Your goal:
Pictures stay out; print the rest of the listing below exactly as it stands.

═══ Records supplied

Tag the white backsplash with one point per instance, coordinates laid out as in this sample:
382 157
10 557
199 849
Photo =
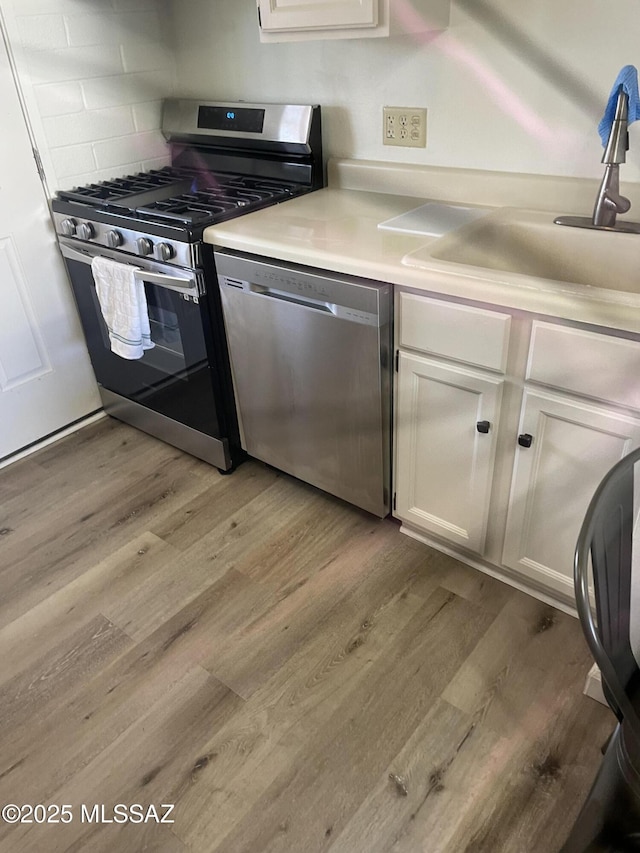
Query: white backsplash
93 76
511 85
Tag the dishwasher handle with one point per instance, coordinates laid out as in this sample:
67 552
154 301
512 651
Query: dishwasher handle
341 312
293 298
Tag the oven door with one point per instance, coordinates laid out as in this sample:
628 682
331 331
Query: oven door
174 378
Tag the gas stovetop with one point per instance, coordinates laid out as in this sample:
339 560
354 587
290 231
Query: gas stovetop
180 196
227 160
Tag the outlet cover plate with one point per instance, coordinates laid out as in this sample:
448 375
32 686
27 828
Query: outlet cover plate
405 126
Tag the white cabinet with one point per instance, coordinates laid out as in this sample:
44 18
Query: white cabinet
563 406
298 20
317 14
445 432
573 445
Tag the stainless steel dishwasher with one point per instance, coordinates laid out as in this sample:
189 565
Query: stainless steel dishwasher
311 362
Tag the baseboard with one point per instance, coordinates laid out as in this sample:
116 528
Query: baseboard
50 439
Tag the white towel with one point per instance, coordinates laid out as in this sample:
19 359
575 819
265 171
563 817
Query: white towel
124 307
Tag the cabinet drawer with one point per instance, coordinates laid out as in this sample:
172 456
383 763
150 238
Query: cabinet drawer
459 332
602 367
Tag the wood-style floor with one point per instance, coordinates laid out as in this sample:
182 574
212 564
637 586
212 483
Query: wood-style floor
293 674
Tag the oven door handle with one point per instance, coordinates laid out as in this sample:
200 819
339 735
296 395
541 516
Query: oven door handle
181 284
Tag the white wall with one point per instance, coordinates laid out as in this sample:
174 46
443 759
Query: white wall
93 73
511 85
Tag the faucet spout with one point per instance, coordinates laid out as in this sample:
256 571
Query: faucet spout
609 201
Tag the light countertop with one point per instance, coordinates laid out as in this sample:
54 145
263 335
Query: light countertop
336 228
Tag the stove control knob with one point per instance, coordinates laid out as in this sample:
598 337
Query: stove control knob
68 227
164 251
85 231
145 246
114 239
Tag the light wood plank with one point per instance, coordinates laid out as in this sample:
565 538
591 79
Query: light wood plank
282 666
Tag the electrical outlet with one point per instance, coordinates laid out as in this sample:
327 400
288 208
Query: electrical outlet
404 126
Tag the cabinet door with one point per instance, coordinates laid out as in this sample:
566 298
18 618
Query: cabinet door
444 457
573 445
282 15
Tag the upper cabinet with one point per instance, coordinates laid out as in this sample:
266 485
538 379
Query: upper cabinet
299 20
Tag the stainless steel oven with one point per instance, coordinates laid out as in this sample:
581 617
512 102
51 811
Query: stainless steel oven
172 387
227 160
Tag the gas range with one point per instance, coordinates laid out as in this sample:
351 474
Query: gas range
227 160
146 229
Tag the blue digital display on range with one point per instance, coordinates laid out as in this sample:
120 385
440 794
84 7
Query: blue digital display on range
243 119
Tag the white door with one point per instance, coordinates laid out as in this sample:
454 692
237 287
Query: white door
280 15
572 446
446 429
46 381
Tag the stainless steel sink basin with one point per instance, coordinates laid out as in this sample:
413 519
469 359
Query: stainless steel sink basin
529 243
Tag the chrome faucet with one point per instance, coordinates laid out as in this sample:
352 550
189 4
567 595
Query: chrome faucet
609 202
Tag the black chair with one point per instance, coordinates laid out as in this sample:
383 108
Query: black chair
610 817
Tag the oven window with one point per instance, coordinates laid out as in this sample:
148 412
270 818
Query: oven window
163 320
170 315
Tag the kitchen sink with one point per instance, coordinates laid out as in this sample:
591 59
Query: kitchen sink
529 243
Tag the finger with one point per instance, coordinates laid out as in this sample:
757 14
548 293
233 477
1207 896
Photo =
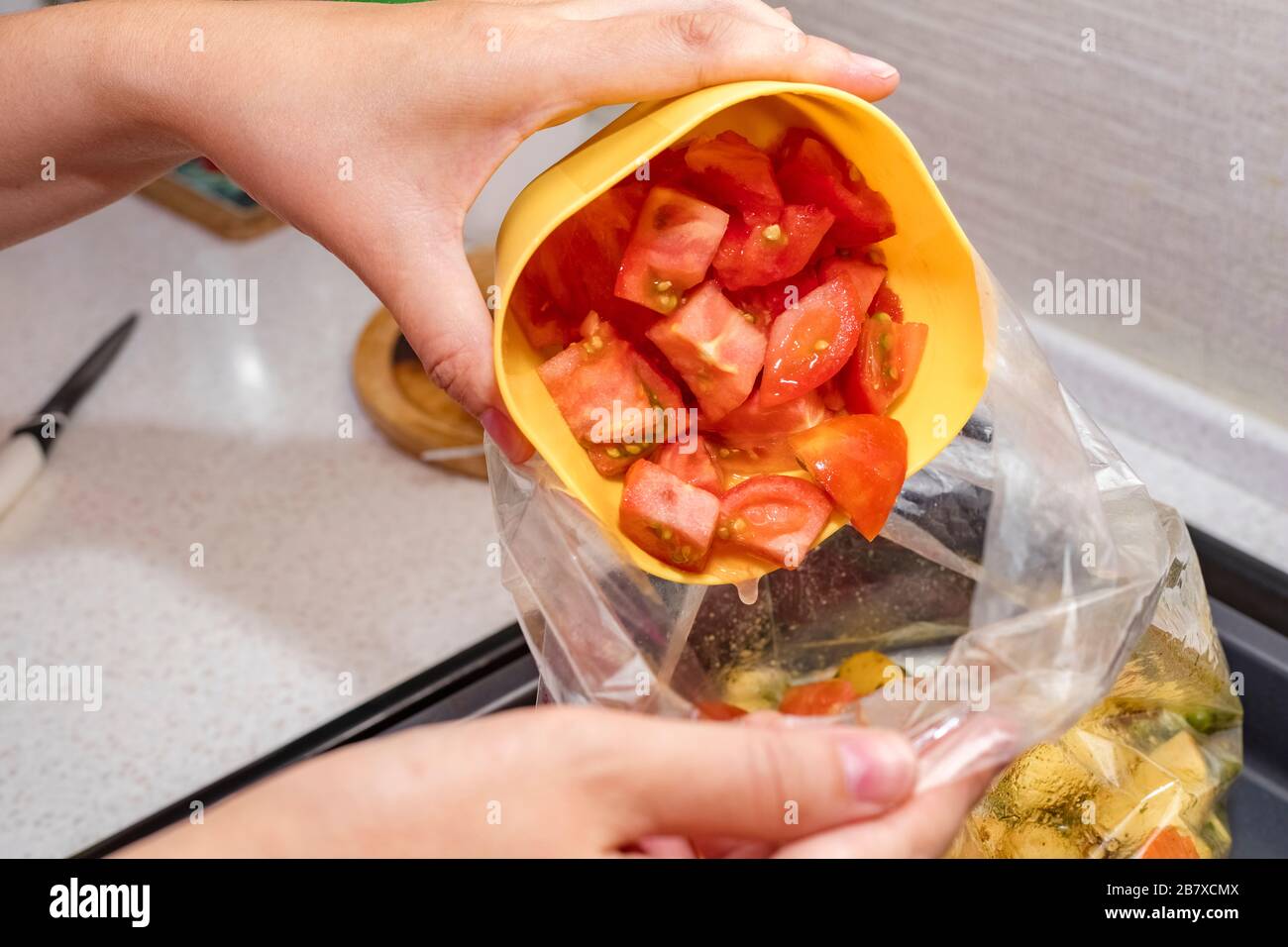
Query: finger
605 9
677 53
706 780
922 827
443 317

══════

Result:
Tag the white backsplash with one point per instance, coordinates laid out as in this sample:
382 157
10 557
199 849
Photo =
Query: white backsplash
93 76
511 85
Tag the dishwasher handle with one point per instance, coordinates laid out as in this sample:
67 552
154 301
512 651
Query: dishwasher handle
341 312
293 298
Tag the oven door with one point per instance, coordinates laid out as in this sample:
628 682
331 331
Query: oven door
174 378
Tag the gas stovetop with one point per instance, coordinates laid out as in this sample:
339 560
354 587
290 231
Query: gas stovetop
180 196
227 160
Tag the outlet cover plate with one point per instance, coordinates laid out as in this sample:
448 375
32 686
27 828
Query: outlet cover plate
405 126
Tag the white cabinet with one point per instance, coordinates laid out as in this sample:
44 18
Query: white cabinet
563 406
298 20
317 14
445 432
573 445
Tag the stainless steel dishwasher with one point per instance, coordinates laid out as in this sample:
189 565
Query: stainless steel dishwasher
311 362
Tag the baseboard with one point per instance, coordinates laid out as in this sample:
116 528
Query: baseboard
50 439
Tag the white towel with one point per instance, coordinates laid out as in this sample:
19 359
575 819
265 171
563 817
Query: white towel
124 307
Tag the cabinet drawer with one point per instance, coordinates laid out as in this sample:
172 456
383 763
150 238
Query: cabinet drawer
459 332
602 367
Tag the wood-style floor with one point per instance, coordinates laid out as in this sample:
182 574
212 564
637 586
212 483
Query: wood-style floor
293 674
Tag the oven door handle with one point per instance, coordinates laid out as in this sample:
200 819
339 735
296 395
541 516
Query: oven door handle
181 284
Tag the white wall with one point per instance, coordinates laid out as in this sample:
174 46
443 759
Query: white wall
93 73
511 85
Tag the faucet spout with one point per instance, coordinates laid out as in this sample:
256 571
Query: faucet spout
609 201
Tag the light countertop with one point per instance, coordinates laid out as in this sample:
54 145
263 335
Query: light countertop
336 228
Tag the stove control knob with one point per instance, coordinates laid out as in this sample:
598 337
Query: stove control knob
68 227
164 251
85 231
145 246
114 239
Tag the light wood plank with one point per instance, coordinates laid out as in this sample:
565 538
591 79
Query: light wood plank
282 666
Tag the electrical outlet with one point per instance, coordinates laid out as in this sample:
327 400
288 208
Query: electrical outlet
404 126
Tag the cabinet door with one point per instance, coordinates laid out as in this sample:
566 298
18 618
Query: cabinet door
444 457
573 445
282 15
Tag the upper cabinet with one point per instance, coordinates laid out as in this sample:
266 485
538 379
Query: upper cabinet
299 20
Tag the stainless steel oven with one point per instance, coordinates laid out as in this sample:
581 617
512 102
51 811
Query: stainless steel oven
172 387
227 160
Tag the gas range with one point per instance, coordinates laid out as in this sample:
351 474
Query: gas range
227 160
146 229
Tag the blue digital display on range with one point per instance, coordinates laid out as in this sample:
120 385
440 794
84 7
Query: blue digital display on range
243 119
Tag the white door with one point per instance, coordinates laid out as in this sample:
454 692
237 287
Query: white door
280 15
572 446
446 429
46 381
Tag the stainless steel sink basin with one point per instance, coordinates laid out as in this sample:
413 519
469 359
Query: stainless steel sink basin
529 243
Tag the chrome faucet with one point per instance, coordinates laid out as in this sample:
352 550
189 4
567 595
Query: chrome faucet
609 202
Tag the black chair with one point per instance, coordinates laid out as in this sample:
383 108
Query: black chair
610 817
Tag the oven window with one point per instance, coordinates laid out as in this sample:
148 412
270 818
Query: oven window
163 320
170 315
Tag the kitchen sink with one point per instance, coordinates laid out as in this sample:
591 59
Query: kitchen sink
529 243
Tag the finger with one point per instance, coordinates laid out as in this sample:
757 14
548 293
233 477
1207 896
Photo =
Query: finger
605 9
677 53
706 780
922 827
443 317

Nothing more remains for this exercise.